What to produce |
Pull out the stretch of the essay on change that begins at the words "The best we" and stops after "in this metaphor?". Copy it word for word.
START Passage for review
On change

A couple thousand years ago, the Greek philospher Heraclitus said that nothing endures but change.  It is, so to speak, the only constant.

These days, it’s a message that I find myself coming to face with frequently.  I suppose it has to do with the place I am at in life, at the “beginning” of a career, a real life.  It’s felt this way for a while, maybe because the end of my life as a student has seemed so near for so long.  Maybe it’s because the realities of adulthood – a terrifying concept, at best – have started to really stack up, and bills and debts became larger and more frightening, etc., etc… all the while watching others my age who decided not to spend tens of thousands of dollars on school driving new cars, buying houses, getting married, having kids.  Progressing, in some senses of the word.  Settling.

The word ‘transition’ is a bit of a tricky one.  It implies an in-between state, not at the start, not at the end.  In the middle, wherever that may be.  To be in transition is in some sense to assume that one will not always be so.  That there is a graduation, an end to the process of alteration.  We’ll come out on the other end no longer changing, but changed.

Of course, there’s really no end to the change.  Old Heraclitus was bang on, and thousands of years later the frontiers of scientific thought have chimed in agreement to the perplexing tunes of relativity and quantum mechanics.  Nothing is absolute, not even the fundamental particles of matter.

The thing is, we’re creatures of habit.  Change is a really hard thing to have to put up with, as most anyone in the process of moving will tell you.  And more often than not, at least from the perspective of counselling, it’s change rather than stagnancy that takes people from a state of being okay to a state of distress.  It takes us out of our comfort zone.  Makes us put up our radar a bit higher.  We have to pay more attention to what’s going on, and that takes resources.  In extremely unfortunate (but much too frequent) cases, like trauma, these resources are vast, and not easily reallocated to other, more adaptive things.  Major life changes like transitioning into and out of the workplace, starting or breaking up a family, etc. can also take very long periods of time to get used to.  Sometimes people just don’t.

At the same time, no change would be boring.  Knowing things will be the same day in, day out can be extremely depressing, and just as damaging as too much change.  The extreme that comes to mind is solitary confinement.

So, there’s a conundrum here.  We’re quite stretched between wanting things to stay the same and wanting things to change.  In a way, the ‘good life’ is all about finding the right balance between the two.  No one knows exactly how to get it right (and if they profess to, they’re trying to take your money), but we all know when we’ve struck that sweet spot with the right mix of stability and spontaneity, just like we know when things are way out of whack.

The best we can do is adjust as we go.  Like finding the perfect water temperature in the shower – it’s only possible once in a while, and it’s damn frustrating to get there.  Even the smallest adjustments seem to cause unreasonably magnified outcomes.  Then we think we get it right, and the great big hot water tank of life has other plans.  But, in a matter of minutes it’s over.  Time to get on with the day.

Are therapists plumbers in this metaphor?
END Passage for review
START Entries shown
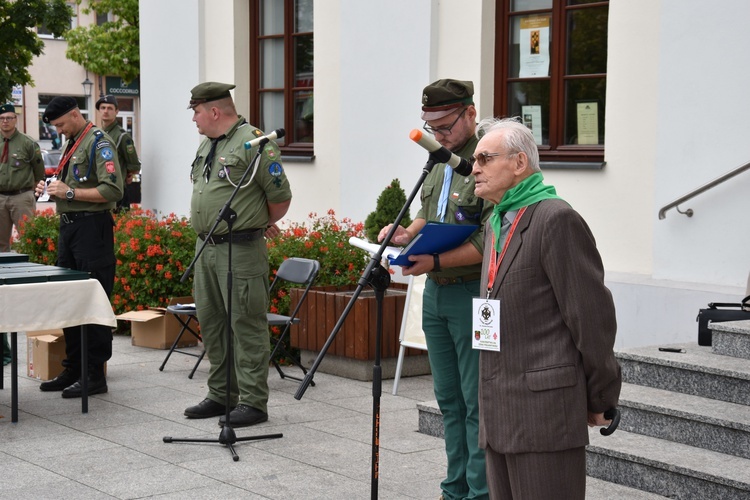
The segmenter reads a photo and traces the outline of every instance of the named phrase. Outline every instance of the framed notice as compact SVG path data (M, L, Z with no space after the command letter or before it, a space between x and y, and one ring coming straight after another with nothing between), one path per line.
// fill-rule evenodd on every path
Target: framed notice
M599 103L579 101L576 103L578 120L578 144L599 144Z
M549 16L528 16L520 21L518 76L549 76Z
M542 144L542 107L521 106L521 119L523 124L531 130L534 142L540 146Z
END Entries shown
Exercise answer |
The best we can do is adjust as we go.  Like finding the perfect water temperature in the shower – it’s only possible once in a while, and it’s damn frustrating to get there.  Even the smallest adjustments seem to cause unreasonably magnified outcomes.  Then we think we get it right, and the great big hot water tank of life has other plans.  But, in a matter of minutes it’s over.  Time to get on with the day.

Are therapists plumbers in this metaphor?